> [About this task] The entries that follow need to be printed exactly as they are, minus any pictures.
(Beginning of Provided data)
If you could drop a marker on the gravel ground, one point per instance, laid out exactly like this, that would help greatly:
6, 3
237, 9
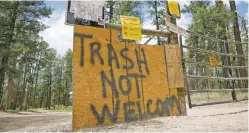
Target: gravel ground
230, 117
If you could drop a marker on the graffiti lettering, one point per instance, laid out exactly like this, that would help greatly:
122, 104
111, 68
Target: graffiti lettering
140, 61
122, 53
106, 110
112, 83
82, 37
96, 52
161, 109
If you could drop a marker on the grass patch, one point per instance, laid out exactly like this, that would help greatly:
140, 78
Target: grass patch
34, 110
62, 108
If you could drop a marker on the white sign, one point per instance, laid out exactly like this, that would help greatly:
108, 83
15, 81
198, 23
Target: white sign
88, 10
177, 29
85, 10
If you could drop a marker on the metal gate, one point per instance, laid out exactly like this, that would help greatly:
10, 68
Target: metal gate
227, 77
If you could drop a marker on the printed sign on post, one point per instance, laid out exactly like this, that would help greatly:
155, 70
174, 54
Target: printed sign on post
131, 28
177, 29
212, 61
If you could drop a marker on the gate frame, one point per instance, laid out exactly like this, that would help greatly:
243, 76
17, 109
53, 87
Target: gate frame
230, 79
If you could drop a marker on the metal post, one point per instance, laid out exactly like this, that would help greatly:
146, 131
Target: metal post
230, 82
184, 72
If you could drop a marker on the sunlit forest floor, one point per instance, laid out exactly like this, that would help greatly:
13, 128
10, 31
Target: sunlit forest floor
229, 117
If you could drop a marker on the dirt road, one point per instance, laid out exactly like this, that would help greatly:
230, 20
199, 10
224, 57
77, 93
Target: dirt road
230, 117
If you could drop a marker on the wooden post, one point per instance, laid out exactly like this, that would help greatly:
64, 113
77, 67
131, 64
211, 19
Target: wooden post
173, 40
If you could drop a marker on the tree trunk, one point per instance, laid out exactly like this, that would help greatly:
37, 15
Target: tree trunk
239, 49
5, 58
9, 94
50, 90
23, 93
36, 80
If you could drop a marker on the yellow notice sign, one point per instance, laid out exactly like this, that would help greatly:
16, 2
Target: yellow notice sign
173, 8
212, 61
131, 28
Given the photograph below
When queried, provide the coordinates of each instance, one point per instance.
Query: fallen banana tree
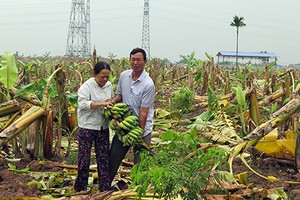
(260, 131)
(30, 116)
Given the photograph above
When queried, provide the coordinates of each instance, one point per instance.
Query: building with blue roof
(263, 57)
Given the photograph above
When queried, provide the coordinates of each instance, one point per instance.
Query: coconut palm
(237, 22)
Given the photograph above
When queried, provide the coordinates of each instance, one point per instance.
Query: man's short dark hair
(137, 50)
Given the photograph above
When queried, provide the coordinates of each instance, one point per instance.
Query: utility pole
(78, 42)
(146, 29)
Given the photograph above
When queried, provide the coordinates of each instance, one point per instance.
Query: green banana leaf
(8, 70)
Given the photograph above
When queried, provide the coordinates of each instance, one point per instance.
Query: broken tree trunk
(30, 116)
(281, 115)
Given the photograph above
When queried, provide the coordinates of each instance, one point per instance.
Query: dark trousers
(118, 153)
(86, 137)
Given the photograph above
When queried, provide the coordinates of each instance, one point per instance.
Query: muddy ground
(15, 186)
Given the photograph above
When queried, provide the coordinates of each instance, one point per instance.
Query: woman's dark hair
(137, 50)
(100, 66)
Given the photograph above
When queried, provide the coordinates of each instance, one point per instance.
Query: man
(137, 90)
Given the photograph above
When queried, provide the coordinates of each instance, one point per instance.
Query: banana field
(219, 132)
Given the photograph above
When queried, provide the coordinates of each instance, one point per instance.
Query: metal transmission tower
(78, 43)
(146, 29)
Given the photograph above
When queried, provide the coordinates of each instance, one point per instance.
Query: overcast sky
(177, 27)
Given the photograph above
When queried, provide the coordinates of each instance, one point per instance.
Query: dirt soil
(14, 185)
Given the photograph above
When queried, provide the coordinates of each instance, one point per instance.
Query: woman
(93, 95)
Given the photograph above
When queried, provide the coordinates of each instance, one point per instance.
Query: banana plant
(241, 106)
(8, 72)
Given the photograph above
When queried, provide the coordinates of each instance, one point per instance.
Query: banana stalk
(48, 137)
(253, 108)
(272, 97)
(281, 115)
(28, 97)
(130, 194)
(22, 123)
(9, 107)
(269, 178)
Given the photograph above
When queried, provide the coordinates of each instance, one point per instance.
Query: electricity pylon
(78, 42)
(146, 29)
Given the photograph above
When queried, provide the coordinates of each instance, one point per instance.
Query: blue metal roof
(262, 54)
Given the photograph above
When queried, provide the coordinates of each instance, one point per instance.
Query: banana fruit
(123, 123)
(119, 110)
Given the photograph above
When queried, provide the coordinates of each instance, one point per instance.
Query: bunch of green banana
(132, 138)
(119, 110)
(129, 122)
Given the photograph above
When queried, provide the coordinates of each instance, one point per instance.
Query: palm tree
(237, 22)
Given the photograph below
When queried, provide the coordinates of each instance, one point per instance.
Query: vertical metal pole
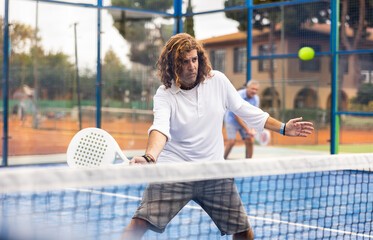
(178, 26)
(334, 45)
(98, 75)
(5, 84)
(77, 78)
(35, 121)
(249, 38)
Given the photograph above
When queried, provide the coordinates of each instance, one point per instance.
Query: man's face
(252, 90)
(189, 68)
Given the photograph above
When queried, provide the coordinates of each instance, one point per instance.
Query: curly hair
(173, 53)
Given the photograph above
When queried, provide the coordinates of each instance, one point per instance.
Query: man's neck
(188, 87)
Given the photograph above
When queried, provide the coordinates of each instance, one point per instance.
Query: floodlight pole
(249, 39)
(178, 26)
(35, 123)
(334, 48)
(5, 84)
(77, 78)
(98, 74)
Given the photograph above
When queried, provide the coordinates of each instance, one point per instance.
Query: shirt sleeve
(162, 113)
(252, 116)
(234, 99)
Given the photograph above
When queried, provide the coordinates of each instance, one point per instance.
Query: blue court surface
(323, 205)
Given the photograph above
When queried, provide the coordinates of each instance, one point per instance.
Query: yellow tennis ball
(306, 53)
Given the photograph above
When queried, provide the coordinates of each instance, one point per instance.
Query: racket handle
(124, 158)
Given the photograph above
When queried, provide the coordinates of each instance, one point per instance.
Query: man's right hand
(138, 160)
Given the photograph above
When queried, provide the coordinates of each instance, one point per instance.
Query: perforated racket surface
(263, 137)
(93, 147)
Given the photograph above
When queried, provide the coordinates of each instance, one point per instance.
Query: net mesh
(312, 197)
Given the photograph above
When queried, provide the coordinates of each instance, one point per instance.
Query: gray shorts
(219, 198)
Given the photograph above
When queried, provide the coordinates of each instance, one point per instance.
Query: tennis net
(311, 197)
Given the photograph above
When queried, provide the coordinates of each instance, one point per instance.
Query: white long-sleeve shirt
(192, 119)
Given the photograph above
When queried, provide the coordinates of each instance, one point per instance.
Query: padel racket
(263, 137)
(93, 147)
(End of Provided data)
> [Result below]
If you could drop a marker on the gravel ground, one point per instance, laid out exactly like this, that would help greatly:
6, 3
237, 9
Target: gravel ground
230, 117
If you could drop a marker on the graffiti lettering, one point per instance, laid out exactly like this, that would help greatly:
122, 104
111, 68
Target: graffiti lettering
140, 61
122, 53
106, 110
112, 83
82, 37
96, 52
161, 109
If you could drop a marker on the grass patch, one point per instance, laid out exactly like this, that would help greatly:
140, 78
Target: grass patch
34, 110
62, 108
If you could drop a marker on the white sign, one point per instance, laid out exactly like this, that would help greatly:
108, 83
15, 81
198, 23
Target: white sign
88, 10
177, 29
85, 10
If you could drop a marker on the metal gate, one point per instance, laid out exactly like this, that would help greatly:
10, 68
Target: metal gate
227, 77
If you could drop a marker on the printed sign on post, one point per instance, laid out exactly like this, that would help greatly:
155, 70
174, 54
Target: printed sign on post
131, 28
177, 29
212, 61
If you could drop a marker on the gate frame, one point per instance, laid out exactly like this, that would help greatly:
243, 76
17, 109
53, 87
Target: gate frame
230, 79
If you could drop a marker on the metal post, one point per instance, laid out exactly like this, that would help greatly:
146, 131
Target: metal post
230, 82
184, 72
If you could drop a marker on the sunlit forest floor, one point per instance, laid out exactly like this, that would help greatly:
13, 128
10, 31
Target: sunlit forest floor
229, 117
If you could drop a marker on the dirt road, one point per instance, laid out exactly like this, that would help greatly:
230, 20
199, 10
224, 57
77, 93
Target: dirt road
230, 117
If you could drop a marker on the wooden post, one point per instance, laid out exactly like this, that would help greatly:
64, 113
77, 67
131, 64
211, 19
Target: wooden post
173, 40
If you could drop a marker on the tree trunk, one point per instance, laid out exactly like this, that would help greatly:
37, 15
Target: tree trunk
239, 49
5, 58
9, 94
50, 90
23, 93
36, 80
If you could drop a marker on the yellow notice sign, one point per instance, laid out exactly like this, that would help greatly:
16, 2
Target: yellow notice sign
173, 8
212, 61
131, 28
Given the photograph below
When queried, provide the coordinates of each instance, one point per instance.
Query: fallen banana tree
(260, 131)
(30, 116)
Given the photograph above
When queried, provide the coordinates of each instance, one point per instance.
Query: building with blue roof
(263, 57)
Given the photograph above
When queried, provide the coordinates of each instance, one point per instance.
Query: coconut palm
(237, 22)
Given the photograph above
When queried, provide the coordinates of each instance, one point per instance.
Query: man's short dark hair
(137, 50)
Given the photograph above
When queried, provide the coordinates of each instance, one point per instance.
Query: utility pole
(78, 42)
(146, 29)
Given the photograph above
When queried, provide the coordinates of each instance, one point per instance.
Query: green banana leaf
(8, 70)
Given the photograph above
When queried, provide the coordinates of each instance, one point per instance.
Query: broken tree trunk
(30, 116)
(281, 115)
Given the photograph above
When queried, provide the coordinates of each instance, one point per instance.
Query: dark trousers
(118, 153)
(86, 137)
Given the photograph above
When queried, provide the coordinates of each instance, one point per instance.
Query: muddy ground
(15, 186)
Given the photograph above
When queried, provide the coordinates of each instance, one point per instance.
Query: woman's dark hair
(137, 50)
(100, 66)
Given the photograph above
When queried, provide the coordinates of each instance, one point per instance.
Query: man
(137, 90)
Given the photograph above
When queried, provide the coordinates of each instance, one point per instance.
Query: banana field
(219, 132)
Given the photograph above
When queried, provide the coordinates of each instance, one point per instance.
Query: metal transmission tower
(78, 43)
(146, 29)
Given the photograph above
When queried, provide the coordinates of each instance, one point per instance.
Query: overcast sky
(177, 27)
Given the photograph above
When queried, provide the coordinates of each instance, one point per instance.
Query: dirt soil
(14, 185)
Given the photograph above
When queried, provide the coordinates of each instance, one point per instance.
Query: woman
(93, 95)
Given the photograph above
When queried, provide the coordinates of each instance, one point per instance.
Query: banana plant
(241, 106)
(8, 72)
Given the photograph above
When queried, provide the coordinates of each instance, one point per instance.
Query: banana stalk
(48, 137)
(253, 108)
(272, 97)
(281, 115)
(28, 97)
(130, 194)
(22, 123)
(9, 107)
(269, 178)
Given the photograph above
When queried, provide the coordinates of each instance, one point per instance.
Query: electricity pylon
(78, 42)
(146, 29)
Given the photograph above
When queried, provide the coordinates of each instance, one point per instance.
Query: blue metal roof
(262, 54)
Given the photograph above
When queried, provide the coordinates of each instance, one point per instance.
Query: banana fruit
(123, 123)
(119, 110)
Given the photograph above
When queried, provide the coordinates of each instance, one point per instance.
Query: bunch of green banana
(132, 138)
(119, 110)
(129, 122)
Given the photograph above
When queried, provide the coordinates of each instance, one point per instance.
Query: palm tree
(237, 22)
Given the photograph below
When queried, provide the coordinates of each instance, one point per instance.
Query: vertical metal pole
(178, 26)
(334, 45)
(98, 75)
(5, 84)
(77, 78)
(35, 121)
(249, 38)
Given the photograph above
When queried, provide the coordinates of each instance, one point per instance.
Query: man's face
(252, 90)
(189, 68)
Given the photograph above
When queried, provide the coordinates of each instance, one point per instance.
Query: curly hair
(173, 53)
Given the photograph above
When queried, provide the coordinates of each instance, one point per instance.
Query: man's neck
(188, 87)
Given the photograph above
When queried, provide the coordinates of each instance, one point per instance.
Query: floodlight pole
(249, 39)
(178, 26)
(35, 123)
(334, 48)
(5, 84)
(77, 78)
(98, 74)
Given the photograph above
When queried, provide the coordinates of each instance, one point per instance.
Query: shirt sleeve
(162, 113)
(252, 116)
(234, 99)
Given the photograph above
When queried, provide the coordinates of each instance, one point per instance.
Query: blue court surface
(323, 205)
Given the photograph above
When queried, provide the coordinates of each instance, one point per instance.
Query: yellow tennis ball
(306, 53)
Given the photograph above
When queried, provide the coordinates of each instance, one point per instance.
Query: racket handle
(124, 158)
Given the photograph above
When queried, provide the coordinates of each instance, one point per instance.
Query: man's right hand
(138, 160)
Given the photograph above
When queried, provide the coordinates of each instance, one point per instance.
Query: perforated racket surface
(263, 137)
(93, 147)
Given the photograph above
When queried, provide the coordinates of each instance, one point per instance.
Query: net mesh
(312, 197)
Given the photograph above
When queried, provide the coordinates of each instance, one point per instance.
Query: gray shorts
(219, 198)
Given the photograph above
When queried, provide the coordinates of each instance, one point per instance.
Query: tennis net
(311, 197)
Given the photograph above
When queried, provide the coordinates of each instance, one point per instance.
Query: white long-sleeve shirt
(192, 119)
Given the photograph above
When queried, provide the coordinates of each instance, one point per instance.
Query: padel racket
(263, 137)
(93, 147)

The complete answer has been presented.